-------- Task data
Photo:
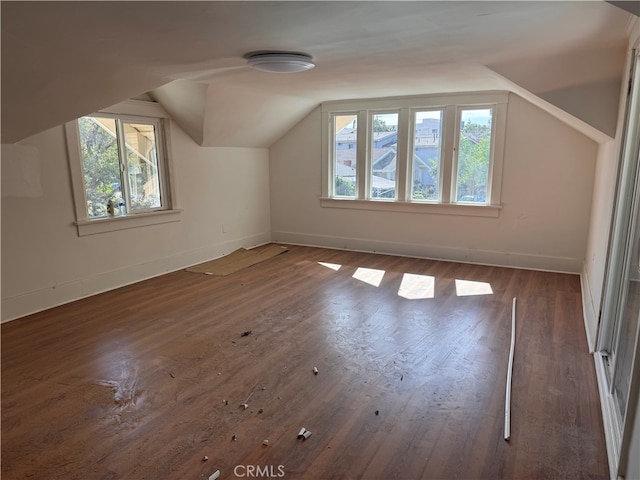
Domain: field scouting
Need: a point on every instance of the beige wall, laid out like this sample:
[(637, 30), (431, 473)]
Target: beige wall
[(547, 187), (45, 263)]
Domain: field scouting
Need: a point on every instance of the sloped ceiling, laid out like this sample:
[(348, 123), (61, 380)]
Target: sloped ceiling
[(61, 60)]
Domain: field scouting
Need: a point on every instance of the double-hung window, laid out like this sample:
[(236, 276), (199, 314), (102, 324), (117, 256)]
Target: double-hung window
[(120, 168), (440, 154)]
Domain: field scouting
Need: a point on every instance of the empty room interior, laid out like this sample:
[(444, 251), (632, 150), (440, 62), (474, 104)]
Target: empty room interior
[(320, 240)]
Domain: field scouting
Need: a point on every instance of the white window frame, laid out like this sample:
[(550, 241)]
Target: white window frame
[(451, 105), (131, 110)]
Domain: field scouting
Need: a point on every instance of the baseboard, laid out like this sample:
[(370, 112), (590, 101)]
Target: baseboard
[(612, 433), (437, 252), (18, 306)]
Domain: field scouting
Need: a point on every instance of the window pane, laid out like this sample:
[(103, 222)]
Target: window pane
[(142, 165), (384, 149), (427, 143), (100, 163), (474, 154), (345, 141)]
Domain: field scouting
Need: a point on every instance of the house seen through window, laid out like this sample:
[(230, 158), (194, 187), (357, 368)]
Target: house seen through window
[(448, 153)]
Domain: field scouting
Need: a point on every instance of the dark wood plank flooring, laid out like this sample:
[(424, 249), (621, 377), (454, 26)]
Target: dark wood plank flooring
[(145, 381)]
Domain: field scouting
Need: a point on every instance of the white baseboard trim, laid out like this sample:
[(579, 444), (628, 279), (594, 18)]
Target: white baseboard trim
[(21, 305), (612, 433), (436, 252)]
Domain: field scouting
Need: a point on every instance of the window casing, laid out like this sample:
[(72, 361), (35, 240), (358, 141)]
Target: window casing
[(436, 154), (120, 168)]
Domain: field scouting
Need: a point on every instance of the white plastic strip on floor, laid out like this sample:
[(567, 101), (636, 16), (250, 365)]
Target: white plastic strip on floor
----------------
-------- Task data
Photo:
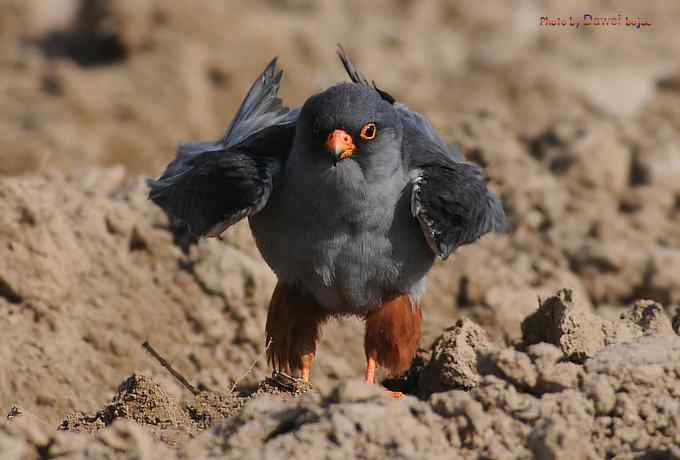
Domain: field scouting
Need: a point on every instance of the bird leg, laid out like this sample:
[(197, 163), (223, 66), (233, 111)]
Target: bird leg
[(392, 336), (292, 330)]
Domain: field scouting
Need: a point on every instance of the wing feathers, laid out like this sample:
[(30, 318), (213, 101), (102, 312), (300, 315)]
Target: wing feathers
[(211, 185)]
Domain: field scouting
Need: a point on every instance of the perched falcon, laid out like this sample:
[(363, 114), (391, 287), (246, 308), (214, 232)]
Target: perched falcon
----------------
## The task
Please copy out every line in the records above that contains the word "wood".

## Result below
Need: a point on every instance of the dark wood plank flooring, laid out like this sample:
Target: dark wood plank flooring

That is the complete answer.